## 読解用本文

「同じ女性として、母として、授乳のたびに、乳牛たちの状況を想っては悲しくなっていたんです」
牛には人と同じ10ヶ月の妊娠期間があり、子牛が産まれるとすぐに引き離され、母牛は子どもを想い鳴き続ける…それを何度も繰り返し、妊娠ができなくなると殺されるーという“乳牛”たちの運命に、自分と新生児の我が子を重ね、あまりの悲しさに涙が止まらないほど落ち込みました。この気持ちを話すと、共感してくれるママさんたちがいました。
「人であれ、動物であれ、子どもを想う気持ちは変わらない。落ち込んでばかりいられない。動物たちー牛の彼女たちが殺されず自由に生きられる世の中の実現を目指してはどうだろうか…?」と考えるようになりました。

## データ記録
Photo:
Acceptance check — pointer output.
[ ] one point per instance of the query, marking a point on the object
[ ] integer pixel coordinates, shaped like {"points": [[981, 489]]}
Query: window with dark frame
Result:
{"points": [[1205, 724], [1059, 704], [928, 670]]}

## 必要な作業
[A] 本文によれば、牛の妊娠期間はどれほどですか。
[B] 本文のうち、「牛には人と同じ10ヶ月の妊娠」から「だろうか…?」と考えるようになりました。」までを、両端の語句も含めてそのまま打ち直してください。

## 回答一覧
[A] 人と同じ10ヶ月です。

[B]
牛には人と同じ10ヶ月の妊娠期間があり、子牛が産まれるとすぐに引き離され、母牛は子どもを想い鳴き続ける…それを何度も繰り返し、妊娠ができなくなると殺されるーという“乳牛”たちの運命に、自分と新生児の我が子を重ね、あまりの悲しさに涙が止まらないほど落ち込みました。この気持ちを話すと、共感してくれるママさんたちがいました。
「人であれ、動物であれ、子どもを想う気持ちは変わらない。落ち込んでばかりいられない。動物たちー牛の彼女たちが殺されず自由に生きられる世の中の実現を目指してはどうだろうか…?」と考えるようになりました。